(PROVIDED DATA)

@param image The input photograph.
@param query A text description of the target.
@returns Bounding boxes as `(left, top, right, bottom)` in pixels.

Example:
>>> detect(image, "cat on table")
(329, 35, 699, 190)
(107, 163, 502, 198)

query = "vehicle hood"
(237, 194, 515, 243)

(End PROVIDED DATA)

TASK DIRECTIONS >> Every record listed above needs to be written out again exactly.

PROBLEM SOLUTION >>
@param image The input photograph.
@param query A text description of the target.
@returns Bounding boxes as `(left, top, right, bottom)` in pixels.

Example:
>>> detect(image, "cat on table")
(329, 35, 699, 190)
(107, 163, 502, 198)

query = "vehicle hood"
(237, 194, 515, 243)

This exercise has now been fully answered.